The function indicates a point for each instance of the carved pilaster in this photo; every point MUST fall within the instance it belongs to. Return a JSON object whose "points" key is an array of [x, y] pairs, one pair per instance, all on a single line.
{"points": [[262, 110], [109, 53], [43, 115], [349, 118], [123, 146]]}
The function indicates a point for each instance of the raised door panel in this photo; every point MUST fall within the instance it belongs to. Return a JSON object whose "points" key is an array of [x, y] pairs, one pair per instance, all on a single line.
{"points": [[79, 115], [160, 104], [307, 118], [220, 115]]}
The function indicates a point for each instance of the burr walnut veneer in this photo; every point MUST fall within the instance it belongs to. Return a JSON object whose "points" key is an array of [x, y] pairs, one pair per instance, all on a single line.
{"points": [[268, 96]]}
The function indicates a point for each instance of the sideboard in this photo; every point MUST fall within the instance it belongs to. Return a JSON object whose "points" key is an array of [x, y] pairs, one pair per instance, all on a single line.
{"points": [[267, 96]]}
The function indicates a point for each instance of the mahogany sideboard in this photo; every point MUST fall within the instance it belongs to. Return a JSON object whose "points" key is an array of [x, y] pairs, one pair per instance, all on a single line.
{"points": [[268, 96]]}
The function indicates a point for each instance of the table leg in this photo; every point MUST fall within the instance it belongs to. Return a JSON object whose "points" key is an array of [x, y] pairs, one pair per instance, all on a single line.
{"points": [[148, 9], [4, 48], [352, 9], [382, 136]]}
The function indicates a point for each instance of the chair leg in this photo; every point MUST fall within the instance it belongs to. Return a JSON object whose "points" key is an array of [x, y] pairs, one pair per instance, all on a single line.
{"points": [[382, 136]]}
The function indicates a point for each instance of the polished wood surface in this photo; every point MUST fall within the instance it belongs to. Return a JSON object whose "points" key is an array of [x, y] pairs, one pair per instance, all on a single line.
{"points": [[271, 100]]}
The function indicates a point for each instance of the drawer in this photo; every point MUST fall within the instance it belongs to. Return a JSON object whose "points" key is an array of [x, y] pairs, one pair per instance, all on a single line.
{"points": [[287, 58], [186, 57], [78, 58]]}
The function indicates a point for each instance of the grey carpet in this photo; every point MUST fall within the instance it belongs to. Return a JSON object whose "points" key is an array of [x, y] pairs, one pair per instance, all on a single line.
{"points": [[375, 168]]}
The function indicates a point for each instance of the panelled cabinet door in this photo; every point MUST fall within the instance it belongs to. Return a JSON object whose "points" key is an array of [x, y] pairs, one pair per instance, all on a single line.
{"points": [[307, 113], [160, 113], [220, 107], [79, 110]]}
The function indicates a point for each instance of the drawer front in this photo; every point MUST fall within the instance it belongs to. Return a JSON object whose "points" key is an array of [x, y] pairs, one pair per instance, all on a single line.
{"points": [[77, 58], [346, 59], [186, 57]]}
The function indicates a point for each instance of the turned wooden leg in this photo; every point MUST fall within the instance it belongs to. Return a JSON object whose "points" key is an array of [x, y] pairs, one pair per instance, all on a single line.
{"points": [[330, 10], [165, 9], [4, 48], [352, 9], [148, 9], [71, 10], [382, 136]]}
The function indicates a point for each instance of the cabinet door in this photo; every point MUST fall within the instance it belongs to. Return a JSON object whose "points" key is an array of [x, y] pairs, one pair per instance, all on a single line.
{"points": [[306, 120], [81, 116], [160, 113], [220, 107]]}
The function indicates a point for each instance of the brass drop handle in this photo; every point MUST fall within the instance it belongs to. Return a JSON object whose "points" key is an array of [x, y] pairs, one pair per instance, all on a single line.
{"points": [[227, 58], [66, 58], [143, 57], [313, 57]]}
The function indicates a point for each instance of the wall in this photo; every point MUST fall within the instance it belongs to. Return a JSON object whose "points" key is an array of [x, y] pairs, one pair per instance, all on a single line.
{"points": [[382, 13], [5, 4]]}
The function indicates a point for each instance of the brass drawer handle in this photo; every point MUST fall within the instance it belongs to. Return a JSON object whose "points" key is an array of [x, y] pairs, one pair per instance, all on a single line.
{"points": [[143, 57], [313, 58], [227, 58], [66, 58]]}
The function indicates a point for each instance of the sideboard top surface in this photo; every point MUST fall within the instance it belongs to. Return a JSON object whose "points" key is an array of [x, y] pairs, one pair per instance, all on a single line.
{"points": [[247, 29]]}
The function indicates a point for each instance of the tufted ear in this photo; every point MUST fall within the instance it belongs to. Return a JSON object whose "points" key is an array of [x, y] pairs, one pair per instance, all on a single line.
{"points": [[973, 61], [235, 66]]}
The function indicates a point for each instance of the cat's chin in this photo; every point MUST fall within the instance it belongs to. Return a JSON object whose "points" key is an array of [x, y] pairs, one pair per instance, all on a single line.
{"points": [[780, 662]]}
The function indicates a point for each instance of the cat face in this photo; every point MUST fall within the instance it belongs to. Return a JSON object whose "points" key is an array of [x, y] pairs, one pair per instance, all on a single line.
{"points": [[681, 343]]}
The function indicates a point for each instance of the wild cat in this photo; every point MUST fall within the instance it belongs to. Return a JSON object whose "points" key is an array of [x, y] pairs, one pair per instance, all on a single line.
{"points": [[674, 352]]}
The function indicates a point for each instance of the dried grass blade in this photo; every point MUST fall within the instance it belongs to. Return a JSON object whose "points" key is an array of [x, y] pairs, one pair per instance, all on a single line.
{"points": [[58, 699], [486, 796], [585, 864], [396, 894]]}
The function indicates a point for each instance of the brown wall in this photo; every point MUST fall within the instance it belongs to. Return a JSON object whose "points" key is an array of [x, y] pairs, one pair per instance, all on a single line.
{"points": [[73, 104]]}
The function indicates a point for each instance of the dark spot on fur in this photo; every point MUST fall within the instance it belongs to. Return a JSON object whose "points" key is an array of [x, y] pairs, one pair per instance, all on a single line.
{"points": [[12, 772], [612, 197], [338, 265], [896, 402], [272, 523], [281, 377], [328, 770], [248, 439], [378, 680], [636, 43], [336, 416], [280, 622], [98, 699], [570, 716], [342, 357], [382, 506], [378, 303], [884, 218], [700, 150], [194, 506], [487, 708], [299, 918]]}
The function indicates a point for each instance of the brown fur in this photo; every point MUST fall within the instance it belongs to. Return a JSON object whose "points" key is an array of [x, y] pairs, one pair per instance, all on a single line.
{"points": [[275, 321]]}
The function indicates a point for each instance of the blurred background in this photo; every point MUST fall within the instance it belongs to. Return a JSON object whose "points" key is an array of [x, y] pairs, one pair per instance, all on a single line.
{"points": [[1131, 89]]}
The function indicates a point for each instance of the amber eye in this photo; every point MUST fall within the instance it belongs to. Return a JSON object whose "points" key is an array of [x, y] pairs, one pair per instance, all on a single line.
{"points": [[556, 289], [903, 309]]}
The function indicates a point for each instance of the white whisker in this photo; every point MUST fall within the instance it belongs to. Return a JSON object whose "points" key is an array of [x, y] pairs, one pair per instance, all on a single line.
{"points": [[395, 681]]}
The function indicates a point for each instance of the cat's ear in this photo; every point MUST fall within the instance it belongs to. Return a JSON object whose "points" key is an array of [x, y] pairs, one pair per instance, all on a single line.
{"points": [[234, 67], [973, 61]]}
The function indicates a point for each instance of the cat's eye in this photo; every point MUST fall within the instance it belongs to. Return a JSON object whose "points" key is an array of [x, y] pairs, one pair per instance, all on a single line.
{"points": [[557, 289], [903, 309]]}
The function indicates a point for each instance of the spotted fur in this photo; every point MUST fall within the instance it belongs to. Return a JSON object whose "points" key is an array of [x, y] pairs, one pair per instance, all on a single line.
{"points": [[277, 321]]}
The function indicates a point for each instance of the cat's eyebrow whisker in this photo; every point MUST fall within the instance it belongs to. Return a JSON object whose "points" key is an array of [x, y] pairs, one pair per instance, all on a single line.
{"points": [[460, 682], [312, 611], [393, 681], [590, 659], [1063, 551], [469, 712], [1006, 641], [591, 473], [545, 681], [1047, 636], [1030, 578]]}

**GIVEN TASK**
From the line with "the cat's ear" to the last line of the material, give every line again exactly, and only those lines.

**THE RESPONSE**
The function indicates a point for each instance of the cat's ear in this photo; every point MUST fall within the instance it belongs to. Return a JSON object whose "points" key is an array of [x, y] pairs, one pair per instance, all on a single line.
{"points": [[234, 67], [973, 61]]}
The function indicates a point for each instance of the cat's eye in this photo; every point MUST fall within the instance it belongs to. Return a JSON object whose "points" key is an array of [x, y] pairs, one pair per instance, all on a single line.
{"points": [[557, 289], [903, 309]]}
The function indicates a point for each instance of the spotted fur in this photo; every point MUST fall within the instance it belongs to. Return a JSON object whose "points" key is an array of [x, y] pairs, one pair per instance, all on a single line.
{"points": [[277, 321]]}
The function indicates a point for each instance of the cat's eyebrow whisker in this photo; every point MUST fall within the instance it belongs to. Return a JSON object whose "points" key is an array of [x, y] pairs, one pair per instance, all on a single line.
{"points": [[460, 682], [312, 611], [393, 681], [590, 659], [1063, 551], [469, 712], [1006, 641], [591, 473], [545, 681], [1047, 636], [1030, 578]]}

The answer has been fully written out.